**Directions for this task**
Copy the entries below word for word, starting at the line that contains "brown chihuahua's ear" and continuing through the last line of the entries.

**Records**
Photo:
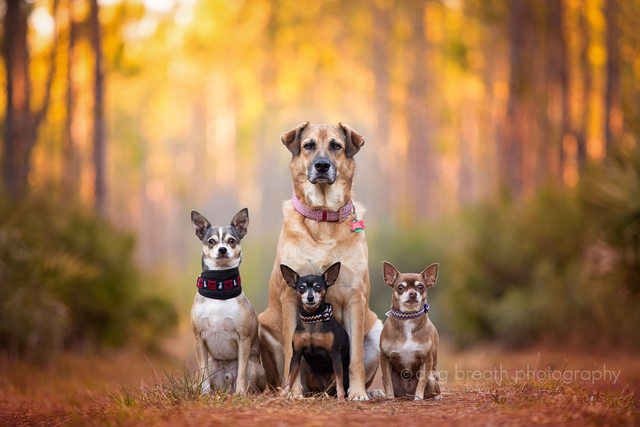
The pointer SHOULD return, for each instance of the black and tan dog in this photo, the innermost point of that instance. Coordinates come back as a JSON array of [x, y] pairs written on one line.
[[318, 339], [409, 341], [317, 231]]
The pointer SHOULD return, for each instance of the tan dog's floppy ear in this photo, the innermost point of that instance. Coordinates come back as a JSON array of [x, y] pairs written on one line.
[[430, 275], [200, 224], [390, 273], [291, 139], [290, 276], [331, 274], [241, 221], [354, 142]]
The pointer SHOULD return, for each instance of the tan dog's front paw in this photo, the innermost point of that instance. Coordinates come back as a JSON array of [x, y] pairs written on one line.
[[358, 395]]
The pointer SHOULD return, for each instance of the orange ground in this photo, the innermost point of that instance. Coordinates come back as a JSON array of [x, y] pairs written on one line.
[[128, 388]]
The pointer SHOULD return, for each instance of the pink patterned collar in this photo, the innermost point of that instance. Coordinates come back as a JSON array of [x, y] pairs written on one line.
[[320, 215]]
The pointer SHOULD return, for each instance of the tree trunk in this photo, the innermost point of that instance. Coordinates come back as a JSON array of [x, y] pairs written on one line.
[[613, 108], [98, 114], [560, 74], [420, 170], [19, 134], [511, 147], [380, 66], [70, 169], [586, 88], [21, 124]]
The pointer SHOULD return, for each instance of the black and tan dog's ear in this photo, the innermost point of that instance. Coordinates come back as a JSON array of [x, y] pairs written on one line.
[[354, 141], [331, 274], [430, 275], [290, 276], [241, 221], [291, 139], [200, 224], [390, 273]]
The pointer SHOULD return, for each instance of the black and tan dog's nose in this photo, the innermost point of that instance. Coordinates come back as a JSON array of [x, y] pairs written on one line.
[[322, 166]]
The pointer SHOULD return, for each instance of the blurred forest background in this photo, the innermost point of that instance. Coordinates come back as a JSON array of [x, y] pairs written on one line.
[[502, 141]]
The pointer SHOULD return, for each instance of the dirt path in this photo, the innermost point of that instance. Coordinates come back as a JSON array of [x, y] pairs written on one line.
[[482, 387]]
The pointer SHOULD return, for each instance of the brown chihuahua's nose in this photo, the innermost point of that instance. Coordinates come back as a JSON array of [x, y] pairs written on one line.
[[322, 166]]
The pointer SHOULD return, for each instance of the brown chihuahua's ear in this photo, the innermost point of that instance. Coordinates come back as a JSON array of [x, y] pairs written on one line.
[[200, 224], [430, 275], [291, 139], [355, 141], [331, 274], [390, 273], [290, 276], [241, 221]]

**Exercise answer**
The pointer SHOULD return, for each instance of the brown chihuahua's ear in this photo, the innermost point of that instance. Coordinates come back as a JSON array of [x, y] pairs written on one line.
[[200, 224], [430, 275], [291, 139], [355, 141], [331, 274], [390, 273], [290, 276], [241, 221]]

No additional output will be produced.